Document text |
[start]

And in AI, phenomena is really called a feature. So what we're trying to do is take the labels of data that we have and be able to build a model that will predict the kind of phenomena or basically build a kind of feature.

So we engineer these features based on the data that we collect. Now, because the volume is here, we have certain things that we want to achieve. We want to achieve a low false positive rate. We want very, very fast detection times.

So it's no good if at 9am we see an alert and we only process it at 3pm and then hand it over at 4pm, we want to be able to see the alert and within minutes be able to hand that off to say yes, something bad is happening on the network.

So the idea here is that if you get 10 terabytes of logs every single day, and you can reduce the volume of that, something like take a logarithm or be able to point an analyst in an appropriate direction, you've essentially done a kind of reduction.

I don't want to say a dimensional reduction, but really an order of magnitude or two on the types of events that are critical for analysts to see. And this helps with workflow. So like I said earlier, it's difficult because there's more events than there are analysts.

So helping them in any way, shape, or form, pointing them to the type of behavior or the time of day or the type of event is really critical. The other thing that I did want to add just briefly, there's this notion of dwell time.

The Importance of Reducing Dwell Time

Abdul Rahman
Dwell time in a network is the time from when a threat is deployed to the time that it's detected. And in 2022, the average dwell time for a threat to go undetected in a network at a minimum was 24 to 30 days.

In some cases where there are many attacks on different government installations or commercial spaces, this goes into the months, six months, or even possibly a year. So being able to deploy AI to detect some of these indicators of compromise from behavioral -based sources and being able to bring the data together offers a lot of value in addition to rules -based techniques for different tools.

Mike Morris
I think the only thing I would add is where we're trying to go and where cyber needs to move as a whole, is drive to response activities because the adversary right now maneuvers with freedom inside of the environments that they're exploiting.

[end]

Raw data |

[start]

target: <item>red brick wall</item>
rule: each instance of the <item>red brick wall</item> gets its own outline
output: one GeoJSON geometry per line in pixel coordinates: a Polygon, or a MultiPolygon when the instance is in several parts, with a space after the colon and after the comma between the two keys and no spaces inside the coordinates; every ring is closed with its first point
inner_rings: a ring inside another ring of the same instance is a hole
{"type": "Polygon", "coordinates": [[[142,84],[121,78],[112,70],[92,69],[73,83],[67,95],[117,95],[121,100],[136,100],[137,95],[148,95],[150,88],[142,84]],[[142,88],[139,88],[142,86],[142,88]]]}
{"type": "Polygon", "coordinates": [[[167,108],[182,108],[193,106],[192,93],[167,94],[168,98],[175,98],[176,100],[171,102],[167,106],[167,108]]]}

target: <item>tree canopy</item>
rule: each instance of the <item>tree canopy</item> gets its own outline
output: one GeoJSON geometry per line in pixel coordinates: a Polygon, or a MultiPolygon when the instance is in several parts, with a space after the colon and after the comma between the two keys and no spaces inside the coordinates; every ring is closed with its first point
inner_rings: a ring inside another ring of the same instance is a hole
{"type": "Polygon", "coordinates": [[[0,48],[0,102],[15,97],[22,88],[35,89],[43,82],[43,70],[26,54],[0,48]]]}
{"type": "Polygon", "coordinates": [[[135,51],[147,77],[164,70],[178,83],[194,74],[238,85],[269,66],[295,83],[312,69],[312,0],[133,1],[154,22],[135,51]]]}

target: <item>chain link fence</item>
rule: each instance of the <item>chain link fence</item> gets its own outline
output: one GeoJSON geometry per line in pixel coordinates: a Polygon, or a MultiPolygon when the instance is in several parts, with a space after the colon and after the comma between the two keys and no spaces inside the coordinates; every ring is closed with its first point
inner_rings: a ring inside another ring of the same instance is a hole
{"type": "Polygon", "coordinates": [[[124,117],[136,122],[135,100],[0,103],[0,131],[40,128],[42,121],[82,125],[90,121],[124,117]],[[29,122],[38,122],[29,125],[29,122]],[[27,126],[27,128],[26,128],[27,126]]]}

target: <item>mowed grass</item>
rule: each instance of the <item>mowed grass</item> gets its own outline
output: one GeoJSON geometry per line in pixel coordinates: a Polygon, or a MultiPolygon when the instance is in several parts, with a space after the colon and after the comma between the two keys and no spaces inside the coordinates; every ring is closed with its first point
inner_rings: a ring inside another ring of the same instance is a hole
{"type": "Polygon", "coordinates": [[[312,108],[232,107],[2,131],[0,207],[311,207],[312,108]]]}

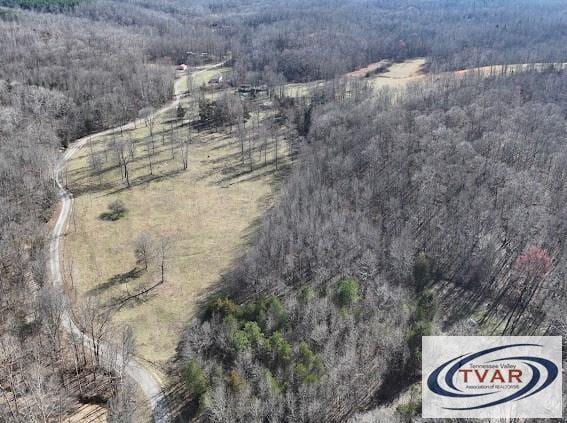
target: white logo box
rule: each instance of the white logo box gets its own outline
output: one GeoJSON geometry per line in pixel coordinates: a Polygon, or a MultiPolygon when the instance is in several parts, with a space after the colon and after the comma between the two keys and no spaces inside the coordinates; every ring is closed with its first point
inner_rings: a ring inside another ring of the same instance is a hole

[end]

Written task 1 | In the transcript on AI threat detection, what was the minimum average dwell time in 2022 for a threat to go undetected in a network?
Written task 2 | List each thing the transcript on AI threat detection says analysts can be pointed to.

Problem solution 1 | 24 to 30 days.

Problem solution 2 |
- the type of behavior
- the time of day
- the type of event